• [Dataset records]:
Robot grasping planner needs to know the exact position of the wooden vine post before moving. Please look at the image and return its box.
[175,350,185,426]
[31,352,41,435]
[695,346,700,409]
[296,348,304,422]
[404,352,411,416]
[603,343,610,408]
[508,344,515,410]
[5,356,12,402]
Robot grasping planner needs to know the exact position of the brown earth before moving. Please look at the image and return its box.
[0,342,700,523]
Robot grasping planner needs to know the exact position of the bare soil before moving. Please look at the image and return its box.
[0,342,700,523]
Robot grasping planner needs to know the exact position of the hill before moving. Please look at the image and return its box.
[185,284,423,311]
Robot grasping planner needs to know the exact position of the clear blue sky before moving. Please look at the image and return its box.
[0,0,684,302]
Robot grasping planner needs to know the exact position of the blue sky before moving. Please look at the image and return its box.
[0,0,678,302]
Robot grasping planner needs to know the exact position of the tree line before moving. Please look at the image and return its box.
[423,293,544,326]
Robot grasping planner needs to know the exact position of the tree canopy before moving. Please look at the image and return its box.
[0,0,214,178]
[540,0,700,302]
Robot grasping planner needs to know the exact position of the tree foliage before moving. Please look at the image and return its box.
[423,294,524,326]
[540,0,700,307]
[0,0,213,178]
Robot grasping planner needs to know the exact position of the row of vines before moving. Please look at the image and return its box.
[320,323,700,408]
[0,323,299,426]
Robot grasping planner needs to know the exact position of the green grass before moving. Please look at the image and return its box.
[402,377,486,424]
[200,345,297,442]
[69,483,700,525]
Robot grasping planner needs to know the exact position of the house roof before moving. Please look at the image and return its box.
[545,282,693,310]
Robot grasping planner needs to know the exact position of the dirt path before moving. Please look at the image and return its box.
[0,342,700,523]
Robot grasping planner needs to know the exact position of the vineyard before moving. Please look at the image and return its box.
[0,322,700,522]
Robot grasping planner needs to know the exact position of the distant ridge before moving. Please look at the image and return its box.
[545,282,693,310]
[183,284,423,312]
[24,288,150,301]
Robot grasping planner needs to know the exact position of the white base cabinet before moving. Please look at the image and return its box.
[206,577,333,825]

• [Directions]: Render the listing above as a JSON array of strings, with one string for each line and blank lines omitted.

• [Exercise output]:
[
  "Robot grasping planner needs to know the exact position of the wooden vine post before moving. Please look at the image and return its box.",
  "[175,350,185,426]",
  "[31,352,41,435]",
  "[695,346,700,409]",
  "[296,348,304,422]",
  "[404,352,411,416]",
  "[603,343,610,408]",
  "[508,344,515,410]",
  "[5,356,12,402]",
  "Robot grasping planner needs to know the exact position of the brown earth before moving. Please look at the image and return its box.",
  "[0,342,700,523]",
  "Robot grasping planner needs to know the exact position of the bare soil before moving. Please look at the image and return its box.",
  "[0,342,700,523]",
  "Robot grasping planner needs to know the exact position of the hill before moving. Please look at the image and return its box.",
  "[185,284,423,311]",
  "Robot grasping planner needs to know the exact position of the clear blue sky before moving. Please look at the image and return its box.",
  "[0,0,684,302]",
  "Robot grasping planner needs to know the exact position of the blue sky before moving. Please look at the image and return its box.",
  "[0,0,678,302]",
  "Robot grasping planner needs to know the exact position of the tree line before moving. Please look at the image and return its box.",
  "[423,293,544,326]",
  "Robot grasping planner needs to know the exact position of the tree canopy before moving. Please look at the image and return its box.",
  "[0,0,214,178]",
  "[540,0,700,302]",
  "Robot grasping planner needs to know the exact position of the tree foliage before moving. Please look at the image and return its box.",
  "[423,294,524,326]",
  "[540,0,700,307]",
  "[0,0,213,178]",
  "Robot grasping planner needs to know the exact position of the row of vines before moving. Please look at the image and return its box.",
  "[320,323,700,408]",
  "[0,323,299,426]",
  "Robot grasping planner needs to know the exact position of the green grass before moving. Please look at the image and return its box.",
  "[402,377,486,424]",
  "[200,345,297,442]",
  "[69,483,700,525]",
  "Robot grasping planner needs to know the exact position of the house roof before moving. Please look at the image and return its box.",
  "[545,282,693,310]",
  "Robot grasping planner needs to know the exact position of the dirt path before moving. Please look at the image and return its box.",
  "[0,342,700,523]",
  "Robot grasping planner needs to know the exact position of the vineyard before moving. Please look at the image and return its box.",
  "[0,322,700,522]",
  "Robot grasping planner needs to know the exact position of the distant ridge before moving. Please look at the image and return its box.",
  "[545,282,693,310]",
  "[183,284,423,312]",
  "[24,288,150,301]",
  "Robot grasping planner needs to know the exact position of the white base cabinet before moving. Please look at the image and return its box.",
  "[206,577,333,825]"
]